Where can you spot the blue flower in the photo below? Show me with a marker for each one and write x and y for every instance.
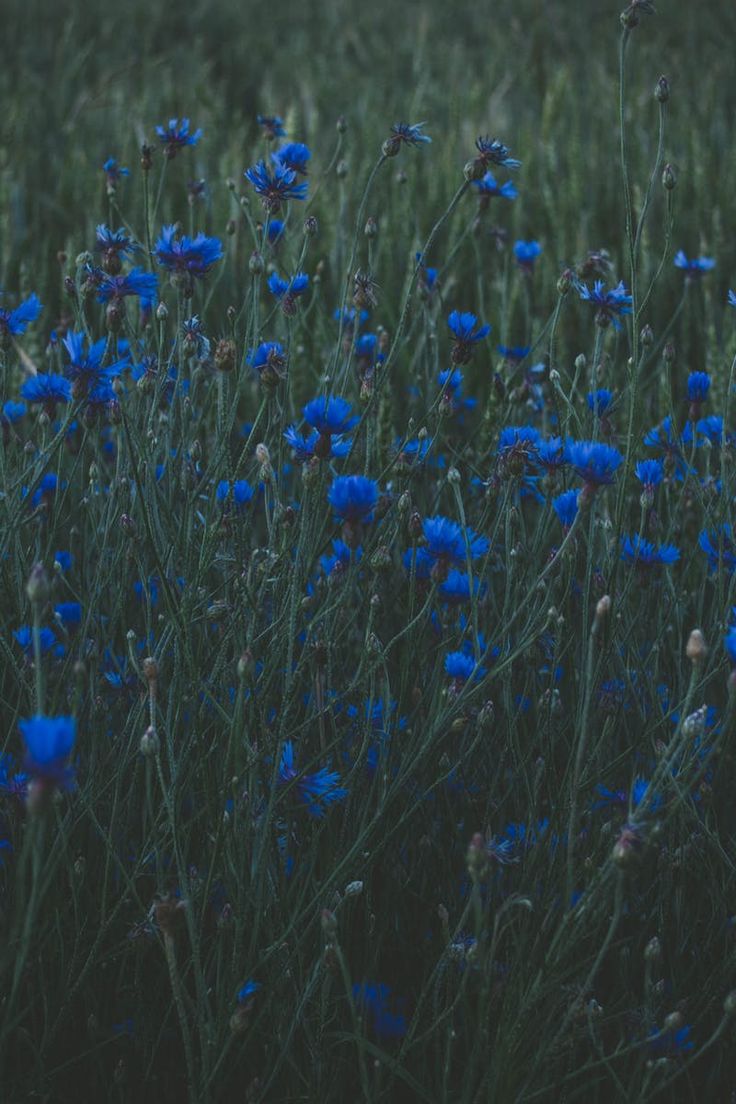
(594, 462)
(649, 474)
(467, 333)
(387, 1017)
(114, 172)
(330, 415)
(720, 548)
(16, 321)
(599, 402)
(353, 498)
(318, 791)
(565, 507)
(526, 253)
(699, 384)
(48, 389)
(646, 554)
(409, 134)
(277, 188)
(187, 255)
(294, 156)
(609, 305)
(49, 742)
(489, 188)
(492, 151)
(273, 126)
(288, 290)
(137, 282)
(693, 268)
(176, 137)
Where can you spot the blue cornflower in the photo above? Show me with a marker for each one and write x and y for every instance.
(16, 321)
(720, 548)
(13, 412)
(176, 137)
(409, 134)
(316, 444)
(353, 498)
(609, 305)
(46, 389)
(269, 361)
(273, 126)
(594, 462)
(459, 666)
(330, 415)
(294, 156)
(86, 370)
(467, 333)
(288, 290)
(649, 474)
(647, 554)
(492, 151)
(526, 253)
(114, 172)
(600, 402)
(277, 188)
(318, 791)
(387, 1017)
(565, 507)
(193, 256)
(693, 268)
(699, 384)
(137, 282)
(489, 188)
(49, 742)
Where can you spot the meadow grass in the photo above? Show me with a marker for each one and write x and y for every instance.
(368, 706)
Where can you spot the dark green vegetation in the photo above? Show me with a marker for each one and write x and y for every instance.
(520, 883)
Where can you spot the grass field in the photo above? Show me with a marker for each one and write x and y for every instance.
(368, 618)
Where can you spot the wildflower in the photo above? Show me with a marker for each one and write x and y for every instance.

· · ·

§ HOW TO COMPLETE THIS TASK:
Please output every record above exactly as written, leaving out the pictures.

§ FINISHED EXERCISE:
Where can you spot the blue flower in the photo below? Show me with a marker for each one and write x and y for every instance.
(594, 462)
(649, 474)
(467, 333)
(387, 1017)
(114, 172)
(330, 415)
(720, 548)
(16, 321)
(599, 402)
(353, 498)
(318, 791)
(565, 507)
(526, 253)
(699, 384)
(48, 389)
(646, 554)
(409, 134)
(277, 188)
(187, 255)
(294, 156)
(609, 305)
(49, 742)
(489, 188)
(492, 151)
(273, 126)
(288, 290)
(137, 282)
(693, 268)
(176, 137)
Where can you spot the blue cornflower in the photo above? Show me with a marker for each one and write x and y for every instance.
(16, 321)
(720, 548)
(13, 412)
(176, 137)
(409, 134)
(316, 444)
(353, 498)
(609, 305)
(46, 389)
(269, 361)
(273, 126)
(594, 462)
(459, 666)
(330, 415)
(294, 156)
(86, 370)
(467, 333)
(288, 290)
(649, 474)
(647, 554)
(492, 151)
(526, 253)
(114, 172)
(600, 402)
(277, 188)
(318, 791)
(387, 1017)
(565, 507)
(193, 256)
(693, 268)
(699, 384)
(137, 282)
(489, 188)
(49, 742)
Where can you spot the meadow grass in the photo above? Show me with a marker for each one and write x and y for every instance.
(368, 706)
Where can you spot the dark green vegetation in the photo above? Show me with a marker for each one and write x and y for every instance.
(520, 883)
Where can you spot the grass field in the photo above? Show me with a marker for each one and write x and y for every instance.
(368, 618)
Where can you spot the wildflower in the photo above? Show me with a marker for each one and write x and y for every instance.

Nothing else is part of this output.